## PROMPT
Can you rewrite the entries below, from the start up to and including the line with "74 216 101 240", keeping the requests and their format samples unchanged but rescaling every bounding-box coordinate in the answers by 0.7, rounded to whole numbers with halves going up? Omit the pictures from your answer.

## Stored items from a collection
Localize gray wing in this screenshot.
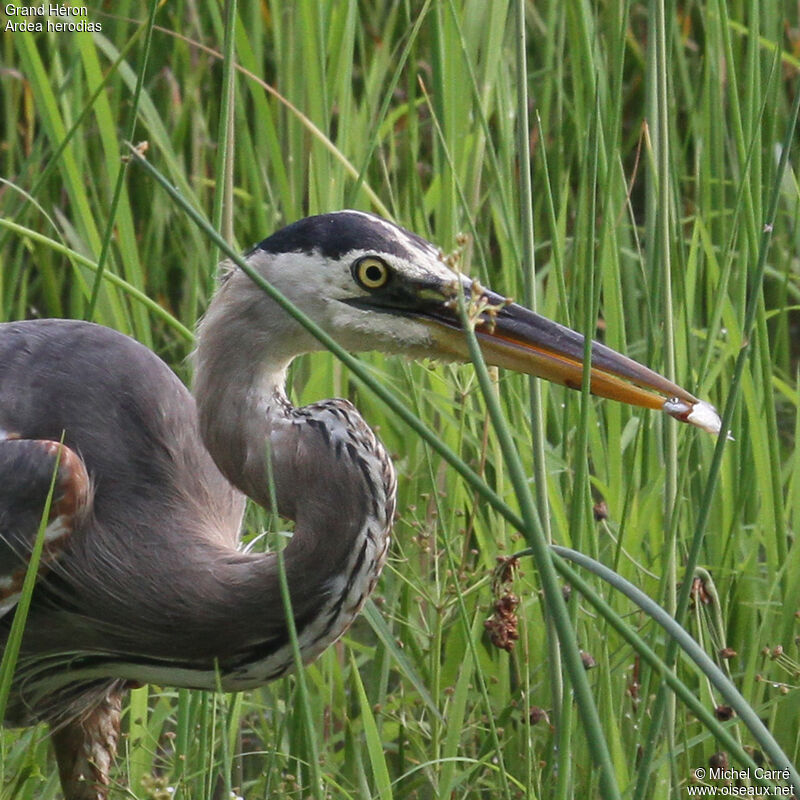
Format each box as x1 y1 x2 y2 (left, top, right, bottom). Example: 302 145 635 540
0 440 91 616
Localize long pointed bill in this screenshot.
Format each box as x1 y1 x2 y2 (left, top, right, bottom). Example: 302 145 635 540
422 287 722 434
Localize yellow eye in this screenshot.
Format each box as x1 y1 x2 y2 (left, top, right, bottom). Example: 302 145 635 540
353 256 391 289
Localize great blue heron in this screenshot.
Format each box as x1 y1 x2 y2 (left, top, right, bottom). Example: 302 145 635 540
0 211 719 800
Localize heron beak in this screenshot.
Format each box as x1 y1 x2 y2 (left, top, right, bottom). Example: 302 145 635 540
418 282 722 434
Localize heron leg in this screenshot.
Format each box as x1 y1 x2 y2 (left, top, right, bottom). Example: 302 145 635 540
51 690 122 800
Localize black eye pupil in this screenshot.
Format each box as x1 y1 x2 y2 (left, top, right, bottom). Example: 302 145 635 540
366 264 383 283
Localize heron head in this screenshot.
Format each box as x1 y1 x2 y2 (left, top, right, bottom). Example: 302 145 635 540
209 211 720 432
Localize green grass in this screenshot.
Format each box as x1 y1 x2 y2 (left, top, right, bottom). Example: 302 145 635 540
0 0 800 800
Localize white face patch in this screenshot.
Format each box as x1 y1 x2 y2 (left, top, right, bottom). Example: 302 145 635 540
241 217 458 356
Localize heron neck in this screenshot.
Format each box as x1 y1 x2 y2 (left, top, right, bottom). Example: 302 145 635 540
195 278 396 688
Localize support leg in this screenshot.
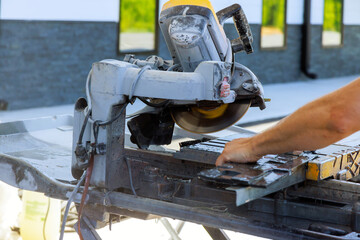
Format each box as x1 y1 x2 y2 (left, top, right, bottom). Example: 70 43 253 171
74 216 101 240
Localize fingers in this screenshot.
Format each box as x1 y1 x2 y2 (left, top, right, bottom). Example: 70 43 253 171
215 154 226 167
215 138 259 166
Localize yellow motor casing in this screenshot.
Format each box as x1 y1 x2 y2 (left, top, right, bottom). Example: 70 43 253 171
159 0 228 72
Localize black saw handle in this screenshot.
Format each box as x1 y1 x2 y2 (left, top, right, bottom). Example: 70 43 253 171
216 4 254 54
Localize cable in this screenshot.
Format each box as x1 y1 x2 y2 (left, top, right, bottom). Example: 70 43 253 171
59 171 86 240
77 109 91 145
86 69 92 111
43 198 50 240
78 152 95 240
129 65 152 100
124 157 137 197
138 97 170 108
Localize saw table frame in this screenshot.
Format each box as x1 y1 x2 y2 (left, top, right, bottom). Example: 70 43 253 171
0 116 360 239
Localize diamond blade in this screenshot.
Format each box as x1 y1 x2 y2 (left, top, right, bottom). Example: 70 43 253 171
171 101 251 133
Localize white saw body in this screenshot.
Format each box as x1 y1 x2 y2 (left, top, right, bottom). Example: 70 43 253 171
72 0 265 186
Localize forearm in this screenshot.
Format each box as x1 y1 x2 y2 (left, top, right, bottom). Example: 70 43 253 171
216 79 360 165
251 102 347 155
251 81 359 155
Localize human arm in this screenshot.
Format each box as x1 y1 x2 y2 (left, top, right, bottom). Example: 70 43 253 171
216 78 360 166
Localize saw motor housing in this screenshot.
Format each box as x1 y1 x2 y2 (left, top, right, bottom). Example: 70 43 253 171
72 0 265 189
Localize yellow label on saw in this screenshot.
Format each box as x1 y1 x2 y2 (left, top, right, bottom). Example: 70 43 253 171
162 0 217 19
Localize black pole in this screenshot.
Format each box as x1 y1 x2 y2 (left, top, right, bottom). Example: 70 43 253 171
301 0 317 79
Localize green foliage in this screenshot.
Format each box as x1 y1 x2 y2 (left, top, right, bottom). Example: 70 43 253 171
262 0 286 31
120 0 157 32
324 0 343 32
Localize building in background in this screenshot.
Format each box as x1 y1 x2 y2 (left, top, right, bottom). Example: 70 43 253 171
0 0 360 109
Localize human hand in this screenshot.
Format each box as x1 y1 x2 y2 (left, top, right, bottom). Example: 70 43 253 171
215 138 262 166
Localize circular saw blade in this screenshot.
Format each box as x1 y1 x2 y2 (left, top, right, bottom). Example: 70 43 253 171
171 101 251 133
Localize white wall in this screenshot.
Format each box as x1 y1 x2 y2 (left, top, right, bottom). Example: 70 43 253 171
286 0 304 24
0 0 119 22
344 0 360 25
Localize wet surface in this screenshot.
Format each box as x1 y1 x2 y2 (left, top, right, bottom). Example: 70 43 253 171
0 117 74 181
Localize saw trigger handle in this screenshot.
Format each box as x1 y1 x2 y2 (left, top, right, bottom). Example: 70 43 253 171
216 4 254 54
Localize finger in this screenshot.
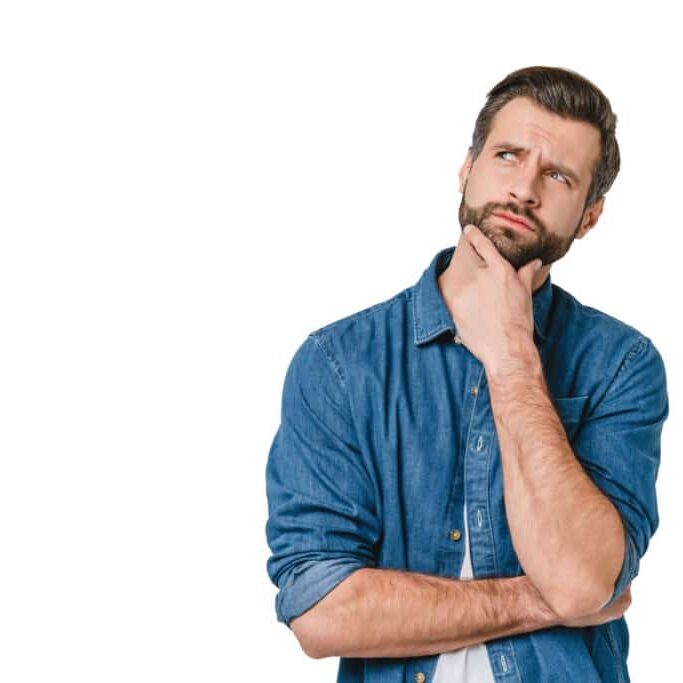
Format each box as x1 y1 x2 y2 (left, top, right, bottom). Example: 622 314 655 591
463 225 504 264
517 259 543 296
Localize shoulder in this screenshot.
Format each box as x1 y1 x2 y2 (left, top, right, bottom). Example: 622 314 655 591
549 283 664 390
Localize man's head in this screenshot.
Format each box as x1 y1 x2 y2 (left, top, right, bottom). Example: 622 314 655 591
458 66 620 269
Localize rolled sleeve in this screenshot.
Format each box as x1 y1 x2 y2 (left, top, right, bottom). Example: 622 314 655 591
572 337 669 606
266 332 380 626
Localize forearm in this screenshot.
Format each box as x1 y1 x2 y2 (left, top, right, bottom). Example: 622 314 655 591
487 348 624 617
291 568 560 658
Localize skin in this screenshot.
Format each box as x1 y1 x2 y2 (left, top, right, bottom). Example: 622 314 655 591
439 98 625 618
290 98 631 658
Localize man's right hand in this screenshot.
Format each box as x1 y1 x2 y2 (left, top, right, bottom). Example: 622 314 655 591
560 583 631 628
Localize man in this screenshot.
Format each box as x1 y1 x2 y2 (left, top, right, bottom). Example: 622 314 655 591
266 67 669 683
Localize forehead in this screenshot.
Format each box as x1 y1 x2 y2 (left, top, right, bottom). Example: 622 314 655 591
486 97 600 181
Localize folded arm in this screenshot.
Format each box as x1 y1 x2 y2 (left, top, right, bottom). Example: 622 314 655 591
290 568 559 658
486 338 668 619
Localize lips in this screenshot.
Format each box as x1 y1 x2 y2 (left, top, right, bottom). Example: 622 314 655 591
493 213 533 231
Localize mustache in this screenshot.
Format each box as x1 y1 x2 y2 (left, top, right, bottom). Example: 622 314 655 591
483 204 545 234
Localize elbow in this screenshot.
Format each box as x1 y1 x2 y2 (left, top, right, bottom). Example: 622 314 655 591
547 589 612 622
289 608 332 659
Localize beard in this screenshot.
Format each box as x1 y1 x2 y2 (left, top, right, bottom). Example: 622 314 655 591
458 192 581 270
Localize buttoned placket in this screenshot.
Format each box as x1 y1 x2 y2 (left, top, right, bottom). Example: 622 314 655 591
450 348 521 681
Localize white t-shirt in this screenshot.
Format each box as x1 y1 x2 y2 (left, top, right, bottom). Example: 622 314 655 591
434 503 495 683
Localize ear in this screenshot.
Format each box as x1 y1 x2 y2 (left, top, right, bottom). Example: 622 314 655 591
458 147 473 194
576 197 605 240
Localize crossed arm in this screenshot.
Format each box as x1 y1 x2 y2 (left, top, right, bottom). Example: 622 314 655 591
486 343 625 619
290 348 630 658
268 334 667 657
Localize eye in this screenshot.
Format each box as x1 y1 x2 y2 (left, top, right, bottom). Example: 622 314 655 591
550 171 569 185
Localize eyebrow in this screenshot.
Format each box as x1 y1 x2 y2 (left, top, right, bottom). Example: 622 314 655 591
491 142 581 185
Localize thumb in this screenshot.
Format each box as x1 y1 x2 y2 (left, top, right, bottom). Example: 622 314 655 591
517 259 543 294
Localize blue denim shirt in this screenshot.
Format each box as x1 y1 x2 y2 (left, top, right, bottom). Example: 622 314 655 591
266 247 669 683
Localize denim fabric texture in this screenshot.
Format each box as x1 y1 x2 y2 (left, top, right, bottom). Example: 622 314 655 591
265 247 669 683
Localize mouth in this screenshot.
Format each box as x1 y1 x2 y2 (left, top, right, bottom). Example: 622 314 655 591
491 213 534 232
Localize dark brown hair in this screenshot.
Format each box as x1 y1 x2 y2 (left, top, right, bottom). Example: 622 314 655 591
470 66 620 209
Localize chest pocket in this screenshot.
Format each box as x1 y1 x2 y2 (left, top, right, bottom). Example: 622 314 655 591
552 396 588 441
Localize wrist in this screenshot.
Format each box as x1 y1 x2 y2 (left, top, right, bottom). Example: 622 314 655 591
484 339 543 384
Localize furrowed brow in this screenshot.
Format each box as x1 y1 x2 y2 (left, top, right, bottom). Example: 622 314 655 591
491 142 581 185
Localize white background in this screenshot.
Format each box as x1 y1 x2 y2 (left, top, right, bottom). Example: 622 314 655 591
0 0 683 683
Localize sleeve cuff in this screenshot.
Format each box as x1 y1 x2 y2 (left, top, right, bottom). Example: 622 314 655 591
602 529 640 609
275 557 368 628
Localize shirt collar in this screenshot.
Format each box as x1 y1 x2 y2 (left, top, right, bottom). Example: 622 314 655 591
413 246 552 345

## SOLUTION BELOW
Localize gray wing in this screenshot.
Format each box as x1 y1 x2 y2 (left, top, right, bottom). Example: 302 145 635 540
0 308 64 431
Localize long pointed bill in this screenshot.
Format each box as x1 y1 x2 y2 (left, top, right, bottom). Example: 302 145 635 540
295 201 505 304
Localize yellow eye in this screenshot.
Format each box as x1 y1 x2 y2 (left, top, right, bottom). Example: 302 145 635 540
247 179 274 202
Localize great blue heron in this screenshot.
Format each box as x1 y1 x2 y2 (left, top, right, bottom). Example: 302 145 635 540
0 148 503 560
Localize heron beak in this screenshot.
Format each box as x1 y1 x2 y2 (left, top, right, bottom). Example: 302 145 635 540
293 197 505 304
Localize heron leg in this screenshot.
Format each box as x1 y1 x2 y2 (left, top, right, bottom). Example: 302 145 635 540
36 483 85 560
Localize black eye pupil in this screenshot.
Format each box as x1 y1 x2 y2 (left, top, right, bottom). Example: 302 145 635 540
256 185 268 198
Localize heron head in this screenshot.
Format each box as x1 y1 x2 y2 (left, top, right, bottom). Example: 302 145 635 540
146 148 504 302
Localize green grass in this screenshot.
Format each box as x1 y1 x2 y2 (left, top, right, bottom). Example: 302 145 635 540
0 0 560 560
Localize white face patch in this screenshot.
Format each box as x1 y1 x2 y2 (left, top, right, bottom). Example: 302 145 635 540
169 152 321 249
Localize heron neck in this screenshot.
Format each box as x1 y1 x2 y2 (left, top, right, bottom). Example: 302 145 635 540
137 195 277 482
Localize support leg in this screenshot.
Format each box as x1 y1 x2 y2 (left, top, right, bottom). Example: 70 43 253 171
52 151 71 168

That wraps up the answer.